# TASK TO CARRY OUT
In the editorial below on the Utah child-welfare bills, the sentence beginning "If the bills' sponsors were not making those assumptions" says what the proposed legislation does. Please list each of those actions.

# GIVEN PASSAGE

House Bill 202 and Senate Bill 83 are based on assumptions that children don't need to be protected by the state and that the Utah Division of Child and Family Services harasses and inconveniences responsibile parents even to the point of terminating their parental rights without due cause.

If the bills' sponsors were not making those assumptions, they would see no need for the legislation they are proposing that redefines abuse and neglect, imposes higher standards of proof for child removal and parental-rights termination and makes it more difficult for the state to prosecute medical-neglect cases.

But those assumptions are dangerous and, if the bills are passed by the Legislature, will mean more children are left in the care of parents who are not providing them with safe, loving homes and adequate medical care.

Sen. Dave Thomas and Rep. Wayne Harper seem to be operating with blinders. Their proposals are aimed at protecting "good" parents from heavy-handed interference by the state without recognizing the sad truth that not all parents are "good" and some seriously neglect or abuse their children.

State law must strike a balance to help families stay together, but also to protect children when parents are not responsible and loving as they should be.

In reality, DCFS rarely intervenes in families. Its purpose is defined as promoting families and keeping them together, not, as Thomas and Harper seem to believe, snatching children from parents and prosecuting those who, though they make mistakes, are parenting the best they can.

One of the most frightening portions of Harper's HB202 is a redefinition of accidental abuse as "when a person is not aware that he is engaging in the conduct." That clause might keep DCFS from intervening when a parent beats his child while drunk or high on drugs.

On the other hand, a reasonable provision in Thomas's bill would allow parents to get a second opinion from another certified physician if they disagree with medical treatment the state or a doctor says is necessary. But a much less reasonable section requires "clear and convincing evidence" - one of the highest legal standards - that a parent's decision on health care constitutes neglect before the state can intervene.

Both bills presume that a parent always knows what is best for a child and will act in the child's best interest. While that is true in the vast majority of families, these measures put unnecessary limits on what the state can do when intervention is necessary to protect a child from danger.

Children, no less than adults, are entitled to state protection when they are threatened.

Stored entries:
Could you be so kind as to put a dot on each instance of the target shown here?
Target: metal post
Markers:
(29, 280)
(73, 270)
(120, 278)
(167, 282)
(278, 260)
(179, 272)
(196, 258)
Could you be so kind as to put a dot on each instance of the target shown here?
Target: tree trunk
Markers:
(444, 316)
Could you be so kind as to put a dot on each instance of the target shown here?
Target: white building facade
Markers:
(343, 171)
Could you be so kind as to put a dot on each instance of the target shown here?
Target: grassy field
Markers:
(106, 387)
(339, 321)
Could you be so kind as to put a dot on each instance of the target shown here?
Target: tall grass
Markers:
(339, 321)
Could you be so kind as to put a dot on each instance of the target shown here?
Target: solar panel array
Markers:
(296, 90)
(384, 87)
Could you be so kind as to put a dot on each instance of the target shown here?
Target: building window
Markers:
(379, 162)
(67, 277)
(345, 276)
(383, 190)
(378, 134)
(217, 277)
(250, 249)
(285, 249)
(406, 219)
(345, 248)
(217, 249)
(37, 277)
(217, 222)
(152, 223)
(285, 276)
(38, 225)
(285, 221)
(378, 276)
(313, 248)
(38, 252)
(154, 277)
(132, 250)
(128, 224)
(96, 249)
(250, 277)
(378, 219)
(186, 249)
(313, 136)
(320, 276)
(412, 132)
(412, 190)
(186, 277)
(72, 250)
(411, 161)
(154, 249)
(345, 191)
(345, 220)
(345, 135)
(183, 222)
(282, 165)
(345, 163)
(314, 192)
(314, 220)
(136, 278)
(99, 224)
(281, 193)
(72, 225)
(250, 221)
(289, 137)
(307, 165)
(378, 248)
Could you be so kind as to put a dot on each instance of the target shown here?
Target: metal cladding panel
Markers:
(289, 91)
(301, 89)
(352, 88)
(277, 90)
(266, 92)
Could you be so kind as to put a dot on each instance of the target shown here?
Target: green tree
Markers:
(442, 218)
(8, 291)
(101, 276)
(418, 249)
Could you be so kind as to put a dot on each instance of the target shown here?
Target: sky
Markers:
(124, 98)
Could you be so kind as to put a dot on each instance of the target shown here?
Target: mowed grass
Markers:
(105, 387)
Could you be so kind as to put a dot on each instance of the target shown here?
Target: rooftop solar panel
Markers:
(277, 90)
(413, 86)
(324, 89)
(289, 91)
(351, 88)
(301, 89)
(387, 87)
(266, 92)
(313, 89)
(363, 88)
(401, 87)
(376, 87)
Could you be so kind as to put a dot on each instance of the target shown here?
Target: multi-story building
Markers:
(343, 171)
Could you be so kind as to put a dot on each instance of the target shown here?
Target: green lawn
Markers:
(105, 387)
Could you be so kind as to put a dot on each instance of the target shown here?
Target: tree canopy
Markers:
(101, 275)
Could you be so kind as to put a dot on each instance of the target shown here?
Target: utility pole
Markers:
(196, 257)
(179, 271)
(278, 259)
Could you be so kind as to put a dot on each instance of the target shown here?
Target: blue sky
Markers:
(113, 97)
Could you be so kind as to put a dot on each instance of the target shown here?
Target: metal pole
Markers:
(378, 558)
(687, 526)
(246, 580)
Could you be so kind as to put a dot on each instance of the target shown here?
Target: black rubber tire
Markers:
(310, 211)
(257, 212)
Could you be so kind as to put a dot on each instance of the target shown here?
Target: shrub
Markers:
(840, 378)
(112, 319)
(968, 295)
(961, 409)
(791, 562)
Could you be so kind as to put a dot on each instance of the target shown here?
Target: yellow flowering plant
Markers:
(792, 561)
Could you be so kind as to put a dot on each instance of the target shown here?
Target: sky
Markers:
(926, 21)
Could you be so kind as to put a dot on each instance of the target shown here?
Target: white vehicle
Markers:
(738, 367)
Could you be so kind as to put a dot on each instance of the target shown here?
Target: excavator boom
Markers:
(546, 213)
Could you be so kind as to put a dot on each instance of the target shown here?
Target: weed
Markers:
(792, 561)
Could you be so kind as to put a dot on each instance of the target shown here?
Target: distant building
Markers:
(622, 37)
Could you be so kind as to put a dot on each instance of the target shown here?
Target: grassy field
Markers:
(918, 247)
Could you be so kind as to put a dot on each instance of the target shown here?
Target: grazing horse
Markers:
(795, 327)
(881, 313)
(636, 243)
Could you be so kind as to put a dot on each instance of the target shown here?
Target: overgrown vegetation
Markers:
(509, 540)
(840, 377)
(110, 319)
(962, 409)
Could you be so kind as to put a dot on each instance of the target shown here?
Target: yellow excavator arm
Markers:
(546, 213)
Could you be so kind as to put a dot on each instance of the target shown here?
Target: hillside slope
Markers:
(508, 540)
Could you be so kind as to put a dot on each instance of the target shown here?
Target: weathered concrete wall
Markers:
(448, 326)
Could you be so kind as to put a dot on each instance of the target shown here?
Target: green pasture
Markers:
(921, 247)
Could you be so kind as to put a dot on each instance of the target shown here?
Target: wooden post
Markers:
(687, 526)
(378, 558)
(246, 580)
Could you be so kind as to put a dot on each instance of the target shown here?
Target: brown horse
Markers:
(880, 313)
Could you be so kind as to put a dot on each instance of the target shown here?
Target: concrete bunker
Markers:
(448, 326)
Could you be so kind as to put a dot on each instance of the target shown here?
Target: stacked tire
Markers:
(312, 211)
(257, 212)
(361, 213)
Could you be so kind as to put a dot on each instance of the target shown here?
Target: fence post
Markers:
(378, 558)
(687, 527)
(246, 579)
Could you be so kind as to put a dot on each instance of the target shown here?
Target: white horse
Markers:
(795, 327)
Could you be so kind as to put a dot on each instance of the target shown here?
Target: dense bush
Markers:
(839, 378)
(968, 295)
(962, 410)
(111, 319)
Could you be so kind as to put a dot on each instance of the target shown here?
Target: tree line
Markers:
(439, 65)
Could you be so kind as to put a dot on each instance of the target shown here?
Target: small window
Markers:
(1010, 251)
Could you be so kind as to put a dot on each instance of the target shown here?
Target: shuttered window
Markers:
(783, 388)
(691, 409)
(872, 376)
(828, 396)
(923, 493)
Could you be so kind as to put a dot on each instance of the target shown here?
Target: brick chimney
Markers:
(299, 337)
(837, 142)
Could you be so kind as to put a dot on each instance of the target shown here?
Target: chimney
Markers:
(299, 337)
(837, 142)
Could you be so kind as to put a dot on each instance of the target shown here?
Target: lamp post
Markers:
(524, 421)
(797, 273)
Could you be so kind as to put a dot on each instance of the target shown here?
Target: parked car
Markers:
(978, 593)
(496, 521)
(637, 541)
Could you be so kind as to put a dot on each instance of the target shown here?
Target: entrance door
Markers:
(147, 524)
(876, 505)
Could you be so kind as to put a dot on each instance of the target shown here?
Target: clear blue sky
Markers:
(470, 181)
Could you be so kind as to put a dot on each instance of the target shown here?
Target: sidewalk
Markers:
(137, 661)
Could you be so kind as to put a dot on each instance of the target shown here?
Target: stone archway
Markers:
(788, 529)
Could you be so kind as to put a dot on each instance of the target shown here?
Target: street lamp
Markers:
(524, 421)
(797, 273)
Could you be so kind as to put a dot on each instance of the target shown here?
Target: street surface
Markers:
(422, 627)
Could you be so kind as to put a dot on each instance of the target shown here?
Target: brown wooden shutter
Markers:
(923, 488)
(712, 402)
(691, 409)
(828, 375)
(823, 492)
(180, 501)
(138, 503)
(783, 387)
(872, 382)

# SOLUTION BELOW
- Redefines abuse and neglect
- Imposes higher standards of proof for child removal and parental-rights termination
- Makes it more difficult for the state to prosecute medical-neglect cases